**WHAT YOU SHOULD DO:**
All lines up to and including the one that contains "point: blue eye" are to be transcribed exactly, starting from the first line of the records.

[Data extracted from a collection]
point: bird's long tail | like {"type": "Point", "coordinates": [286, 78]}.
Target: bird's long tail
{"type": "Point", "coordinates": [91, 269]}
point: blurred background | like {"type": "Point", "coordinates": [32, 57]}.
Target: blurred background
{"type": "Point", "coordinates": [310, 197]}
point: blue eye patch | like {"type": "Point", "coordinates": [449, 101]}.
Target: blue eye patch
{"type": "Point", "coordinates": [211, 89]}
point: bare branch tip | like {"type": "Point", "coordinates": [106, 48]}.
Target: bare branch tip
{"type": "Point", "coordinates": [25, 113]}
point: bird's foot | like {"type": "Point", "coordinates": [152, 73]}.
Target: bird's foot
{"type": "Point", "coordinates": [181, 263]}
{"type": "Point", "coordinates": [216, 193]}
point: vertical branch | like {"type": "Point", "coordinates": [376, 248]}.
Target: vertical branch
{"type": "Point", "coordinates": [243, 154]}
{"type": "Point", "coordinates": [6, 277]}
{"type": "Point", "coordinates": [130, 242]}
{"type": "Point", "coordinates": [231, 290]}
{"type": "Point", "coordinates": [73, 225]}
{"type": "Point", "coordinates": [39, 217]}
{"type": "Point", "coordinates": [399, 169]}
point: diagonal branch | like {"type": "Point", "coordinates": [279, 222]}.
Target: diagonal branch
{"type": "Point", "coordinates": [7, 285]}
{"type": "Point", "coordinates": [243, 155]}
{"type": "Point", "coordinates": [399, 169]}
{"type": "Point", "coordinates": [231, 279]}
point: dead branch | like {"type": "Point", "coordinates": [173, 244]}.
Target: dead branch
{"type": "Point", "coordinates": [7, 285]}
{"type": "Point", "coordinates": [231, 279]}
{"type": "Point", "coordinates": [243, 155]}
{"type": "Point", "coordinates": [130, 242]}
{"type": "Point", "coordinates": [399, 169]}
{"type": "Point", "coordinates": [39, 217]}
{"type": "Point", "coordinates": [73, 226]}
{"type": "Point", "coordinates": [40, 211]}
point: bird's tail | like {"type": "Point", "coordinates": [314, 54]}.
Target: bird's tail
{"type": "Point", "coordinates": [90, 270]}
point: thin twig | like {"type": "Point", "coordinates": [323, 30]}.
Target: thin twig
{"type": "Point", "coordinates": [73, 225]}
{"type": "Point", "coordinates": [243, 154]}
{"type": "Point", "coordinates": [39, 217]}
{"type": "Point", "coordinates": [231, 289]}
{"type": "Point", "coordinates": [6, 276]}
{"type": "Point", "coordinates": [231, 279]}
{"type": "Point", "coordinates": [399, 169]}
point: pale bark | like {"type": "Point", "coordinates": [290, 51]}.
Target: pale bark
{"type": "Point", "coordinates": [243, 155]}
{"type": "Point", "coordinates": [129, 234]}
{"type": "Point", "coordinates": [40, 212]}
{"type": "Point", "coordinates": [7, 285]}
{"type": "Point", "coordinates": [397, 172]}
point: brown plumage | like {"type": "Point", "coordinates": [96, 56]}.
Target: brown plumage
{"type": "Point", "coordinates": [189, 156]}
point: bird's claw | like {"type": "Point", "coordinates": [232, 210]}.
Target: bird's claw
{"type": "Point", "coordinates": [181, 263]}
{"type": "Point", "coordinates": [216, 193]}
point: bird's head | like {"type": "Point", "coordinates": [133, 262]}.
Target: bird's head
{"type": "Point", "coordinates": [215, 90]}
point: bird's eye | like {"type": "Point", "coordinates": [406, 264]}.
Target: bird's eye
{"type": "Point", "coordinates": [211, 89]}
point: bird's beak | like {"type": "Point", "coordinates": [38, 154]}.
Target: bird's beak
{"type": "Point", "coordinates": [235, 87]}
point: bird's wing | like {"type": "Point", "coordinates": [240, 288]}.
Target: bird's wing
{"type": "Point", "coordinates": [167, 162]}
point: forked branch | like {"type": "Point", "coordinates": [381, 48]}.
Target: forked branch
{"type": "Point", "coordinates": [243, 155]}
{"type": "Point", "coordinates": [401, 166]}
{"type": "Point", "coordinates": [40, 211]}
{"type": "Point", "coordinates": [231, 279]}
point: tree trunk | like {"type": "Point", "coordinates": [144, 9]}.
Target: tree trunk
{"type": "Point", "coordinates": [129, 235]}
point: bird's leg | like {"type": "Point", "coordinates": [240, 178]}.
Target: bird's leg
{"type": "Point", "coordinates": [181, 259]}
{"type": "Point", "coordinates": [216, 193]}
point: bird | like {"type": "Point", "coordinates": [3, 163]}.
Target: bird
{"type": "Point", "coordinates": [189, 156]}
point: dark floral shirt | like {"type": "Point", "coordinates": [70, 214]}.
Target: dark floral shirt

**RESPONSE FOR THIS EXERCISE:**
point: bird's long tail | like {"type": "Point", "coordinates": [286, 78]}.
Target: bird's long tail
{"type": "Point", "coordinates": [91, 269]}
point: blurred background | like {"type": "Point", "coordinates": [32, 57]}.
Target: blurred background
{"type": "Point", "coordinates": [310, 197]}
point: blue eye patch | like {"type": "Point", "coordinates": [449, 101]}.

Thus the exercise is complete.